** Short exercise **
Would you retype, word for word, the line with "the tan shirt" and every line after it through the end of the records below?

** Task material **

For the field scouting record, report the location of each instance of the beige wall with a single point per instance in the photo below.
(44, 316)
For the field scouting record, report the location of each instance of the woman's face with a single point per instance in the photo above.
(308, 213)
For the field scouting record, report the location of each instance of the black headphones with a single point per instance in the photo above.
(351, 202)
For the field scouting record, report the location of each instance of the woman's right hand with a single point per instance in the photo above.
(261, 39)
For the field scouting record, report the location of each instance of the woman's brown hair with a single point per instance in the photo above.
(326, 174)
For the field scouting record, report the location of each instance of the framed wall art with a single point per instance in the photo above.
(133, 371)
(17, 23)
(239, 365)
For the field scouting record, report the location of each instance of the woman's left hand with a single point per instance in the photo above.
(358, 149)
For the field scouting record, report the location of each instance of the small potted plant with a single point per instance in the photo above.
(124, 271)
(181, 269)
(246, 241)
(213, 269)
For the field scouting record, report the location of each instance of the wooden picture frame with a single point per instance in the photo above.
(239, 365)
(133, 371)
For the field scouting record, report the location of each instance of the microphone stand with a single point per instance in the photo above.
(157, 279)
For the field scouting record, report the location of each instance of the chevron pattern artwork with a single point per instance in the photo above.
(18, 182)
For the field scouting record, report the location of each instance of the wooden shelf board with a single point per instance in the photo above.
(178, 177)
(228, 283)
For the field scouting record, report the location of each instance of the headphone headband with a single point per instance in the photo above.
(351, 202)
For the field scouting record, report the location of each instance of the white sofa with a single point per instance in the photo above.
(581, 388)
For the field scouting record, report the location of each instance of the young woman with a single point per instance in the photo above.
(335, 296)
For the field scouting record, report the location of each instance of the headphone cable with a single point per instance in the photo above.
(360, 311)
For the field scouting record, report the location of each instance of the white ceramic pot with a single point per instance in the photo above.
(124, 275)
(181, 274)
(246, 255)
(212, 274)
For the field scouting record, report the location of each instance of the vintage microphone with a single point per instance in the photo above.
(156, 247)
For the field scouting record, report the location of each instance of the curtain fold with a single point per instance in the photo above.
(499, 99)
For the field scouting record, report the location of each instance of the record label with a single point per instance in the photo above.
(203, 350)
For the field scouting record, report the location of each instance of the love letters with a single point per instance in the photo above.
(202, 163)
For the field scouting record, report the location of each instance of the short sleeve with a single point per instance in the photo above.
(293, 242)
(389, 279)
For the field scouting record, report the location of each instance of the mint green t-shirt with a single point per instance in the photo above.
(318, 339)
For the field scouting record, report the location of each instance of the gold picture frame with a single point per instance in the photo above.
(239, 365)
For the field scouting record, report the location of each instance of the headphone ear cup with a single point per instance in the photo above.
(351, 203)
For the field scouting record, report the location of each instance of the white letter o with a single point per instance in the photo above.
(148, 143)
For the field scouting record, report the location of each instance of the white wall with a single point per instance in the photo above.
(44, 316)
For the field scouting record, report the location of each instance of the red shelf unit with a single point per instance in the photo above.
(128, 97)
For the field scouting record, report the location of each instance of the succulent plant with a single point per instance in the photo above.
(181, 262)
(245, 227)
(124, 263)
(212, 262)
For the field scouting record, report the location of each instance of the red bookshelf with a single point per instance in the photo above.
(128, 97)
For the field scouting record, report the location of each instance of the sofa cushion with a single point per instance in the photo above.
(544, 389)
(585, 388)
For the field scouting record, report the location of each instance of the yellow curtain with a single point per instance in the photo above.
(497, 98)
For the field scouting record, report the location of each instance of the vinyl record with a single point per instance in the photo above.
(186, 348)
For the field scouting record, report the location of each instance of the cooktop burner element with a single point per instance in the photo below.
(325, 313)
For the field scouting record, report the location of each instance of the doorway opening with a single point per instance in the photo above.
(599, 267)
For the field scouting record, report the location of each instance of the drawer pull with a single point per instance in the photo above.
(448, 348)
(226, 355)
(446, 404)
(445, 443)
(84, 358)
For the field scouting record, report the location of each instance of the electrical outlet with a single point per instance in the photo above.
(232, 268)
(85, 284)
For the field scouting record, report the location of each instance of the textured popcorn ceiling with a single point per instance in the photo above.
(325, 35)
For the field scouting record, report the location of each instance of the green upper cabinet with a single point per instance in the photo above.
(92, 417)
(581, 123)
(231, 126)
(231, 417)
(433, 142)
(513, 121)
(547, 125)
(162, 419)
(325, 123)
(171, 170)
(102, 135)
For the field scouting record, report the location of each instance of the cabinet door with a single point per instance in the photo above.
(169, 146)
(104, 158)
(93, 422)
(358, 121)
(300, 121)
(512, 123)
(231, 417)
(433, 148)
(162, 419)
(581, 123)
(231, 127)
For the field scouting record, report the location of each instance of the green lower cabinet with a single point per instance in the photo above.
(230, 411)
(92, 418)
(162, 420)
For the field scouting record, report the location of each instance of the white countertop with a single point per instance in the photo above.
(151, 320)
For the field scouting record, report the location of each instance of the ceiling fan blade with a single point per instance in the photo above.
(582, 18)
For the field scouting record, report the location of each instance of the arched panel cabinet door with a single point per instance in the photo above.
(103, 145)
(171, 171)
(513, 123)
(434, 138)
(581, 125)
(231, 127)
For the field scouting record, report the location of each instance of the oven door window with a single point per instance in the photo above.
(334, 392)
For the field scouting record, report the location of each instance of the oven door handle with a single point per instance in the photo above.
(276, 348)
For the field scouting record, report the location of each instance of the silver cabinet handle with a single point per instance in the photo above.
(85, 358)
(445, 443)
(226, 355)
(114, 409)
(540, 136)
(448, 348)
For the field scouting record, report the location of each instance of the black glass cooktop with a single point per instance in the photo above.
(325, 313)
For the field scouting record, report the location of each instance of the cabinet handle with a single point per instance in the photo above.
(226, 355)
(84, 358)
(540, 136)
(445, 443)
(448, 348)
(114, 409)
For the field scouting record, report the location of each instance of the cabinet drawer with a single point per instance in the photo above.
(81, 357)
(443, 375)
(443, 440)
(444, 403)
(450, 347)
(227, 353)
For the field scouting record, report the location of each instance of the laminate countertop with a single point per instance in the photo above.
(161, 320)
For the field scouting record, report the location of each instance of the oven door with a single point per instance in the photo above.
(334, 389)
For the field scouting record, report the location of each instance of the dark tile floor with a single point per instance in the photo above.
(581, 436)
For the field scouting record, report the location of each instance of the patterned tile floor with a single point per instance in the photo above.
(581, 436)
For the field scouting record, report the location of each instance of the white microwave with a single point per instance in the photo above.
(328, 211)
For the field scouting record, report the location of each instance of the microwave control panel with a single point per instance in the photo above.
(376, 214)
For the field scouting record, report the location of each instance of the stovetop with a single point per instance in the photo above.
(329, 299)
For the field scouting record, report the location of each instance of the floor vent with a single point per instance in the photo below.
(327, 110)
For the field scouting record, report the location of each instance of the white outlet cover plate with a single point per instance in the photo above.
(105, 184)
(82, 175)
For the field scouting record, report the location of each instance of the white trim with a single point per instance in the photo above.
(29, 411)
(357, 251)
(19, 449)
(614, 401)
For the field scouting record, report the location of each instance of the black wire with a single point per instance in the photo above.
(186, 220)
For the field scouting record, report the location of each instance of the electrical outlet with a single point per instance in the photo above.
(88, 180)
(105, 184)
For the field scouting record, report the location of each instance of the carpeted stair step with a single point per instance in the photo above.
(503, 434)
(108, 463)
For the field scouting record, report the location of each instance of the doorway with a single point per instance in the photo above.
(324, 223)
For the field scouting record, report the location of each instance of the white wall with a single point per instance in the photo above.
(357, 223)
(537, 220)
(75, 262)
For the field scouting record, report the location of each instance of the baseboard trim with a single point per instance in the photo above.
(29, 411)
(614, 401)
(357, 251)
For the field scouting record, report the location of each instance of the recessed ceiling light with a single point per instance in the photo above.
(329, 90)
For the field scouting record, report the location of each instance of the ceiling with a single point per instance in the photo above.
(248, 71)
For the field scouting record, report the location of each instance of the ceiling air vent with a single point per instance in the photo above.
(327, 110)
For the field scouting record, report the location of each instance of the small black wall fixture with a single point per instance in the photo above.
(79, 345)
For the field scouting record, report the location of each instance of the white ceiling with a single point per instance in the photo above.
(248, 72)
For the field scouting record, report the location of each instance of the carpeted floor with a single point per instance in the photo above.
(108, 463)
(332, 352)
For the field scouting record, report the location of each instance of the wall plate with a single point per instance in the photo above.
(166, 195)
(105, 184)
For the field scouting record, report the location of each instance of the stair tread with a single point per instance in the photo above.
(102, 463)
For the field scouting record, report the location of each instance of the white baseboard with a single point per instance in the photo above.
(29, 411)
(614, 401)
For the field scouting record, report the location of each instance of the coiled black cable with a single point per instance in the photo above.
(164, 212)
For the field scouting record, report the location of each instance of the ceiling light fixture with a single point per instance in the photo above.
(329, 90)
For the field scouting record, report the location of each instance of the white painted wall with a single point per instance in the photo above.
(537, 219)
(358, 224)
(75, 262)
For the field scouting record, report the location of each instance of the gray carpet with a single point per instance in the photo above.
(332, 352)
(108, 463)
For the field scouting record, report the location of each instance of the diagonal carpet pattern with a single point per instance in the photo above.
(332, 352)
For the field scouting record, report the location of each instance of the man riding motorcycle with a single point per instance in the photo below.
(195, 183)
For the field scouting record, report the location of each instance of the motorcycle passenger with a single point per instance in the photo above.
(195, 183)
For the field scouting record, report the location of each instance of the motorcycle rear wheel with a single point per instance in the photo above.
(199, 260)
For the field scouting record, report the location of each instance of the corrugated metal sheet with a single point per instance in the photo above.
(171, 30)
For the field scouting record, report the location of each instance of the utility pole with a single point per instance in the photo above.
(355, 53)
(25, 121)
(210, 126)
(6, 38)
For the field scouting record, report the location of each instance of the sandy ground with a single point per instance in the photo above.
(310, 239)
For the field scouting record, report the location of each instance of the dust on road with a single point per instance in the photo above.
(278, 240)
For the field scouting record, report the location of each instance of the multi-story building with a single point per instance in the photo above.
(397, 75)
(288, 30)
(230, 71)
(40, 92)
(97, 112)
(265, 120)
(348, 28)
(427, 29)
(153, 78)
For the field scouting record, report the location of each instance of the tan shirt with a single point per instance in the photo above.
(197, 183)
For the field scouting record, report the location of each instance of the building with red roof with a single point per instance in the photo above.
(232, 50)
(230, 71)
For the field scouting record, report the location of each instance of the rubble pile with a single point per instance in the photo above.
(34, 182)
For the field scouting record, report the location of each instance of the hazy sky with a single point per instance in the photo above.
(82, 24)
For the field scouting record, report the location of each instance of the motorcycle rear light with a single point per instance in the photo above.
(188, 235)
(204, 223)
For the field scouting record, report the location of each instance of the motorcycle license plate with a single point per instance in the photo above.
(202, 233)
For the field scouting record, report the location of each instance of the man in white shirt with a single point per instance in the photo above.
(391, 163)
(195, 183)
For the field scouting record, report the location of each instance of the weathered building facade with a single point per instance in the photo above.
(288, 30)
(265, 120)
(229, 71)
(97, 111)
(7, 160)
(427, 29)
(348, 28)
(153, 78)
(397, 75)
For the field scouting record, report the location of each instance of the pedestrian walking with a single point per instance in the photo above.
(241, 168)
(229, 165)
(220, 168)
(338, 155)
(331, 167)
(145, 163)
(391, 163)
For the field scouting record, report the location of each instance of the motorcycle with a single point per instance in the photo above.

** Reply to the exercise **
For the field scouting record, report the location of each instance of the tan shirt with a single point per instance in the photo above.
(197, 183)
For the field scouting record, report the location of each instance of the building with red roof with a single point per instance in the photo above.
(232, 50)
(230, 71)
For the field scouting record, report the location of each instance of the rubble pile with a single point per instance in the photo above.
(34, 182)
For the field scouting record, report the location of each instance of the hazy sky with a single point per instance in the photo above.
(82, 24)
For the field scouting record, report the location of each instance of the motorcycle rear light with a single point per instance in the photo above.
(188, 235)
(204, 223)
For the field scouting record, report the location of each instance of the motorcycle license plate with a single point per instance in the photo above.
(202, 233)
For the field scouting record, report the location of each instance of the man in white shirt with a single point per instance in the photo above.
(391, 163)
(195, 183)
For the field scouting record, report the location of each instance of the weathered building facade with a single point per instance in the photo above.
(288, 30)
(265, 120)
(229, 71)
(97, 111)
(7, 160)
(427, 29)
(348, 28)
(153, 78)
(397, 75)
For the field scouting record, report the location of each instance of the pedestrian walking with a single point per instance in the photo above.
(241, 168)
(229, 165)
(220, 168)
(338, 155)
(331, 167)
(145, 163)
(391, 163)
For the field scouting record, report the location of each instance of the motorcycle with a single point per instance in the photo above.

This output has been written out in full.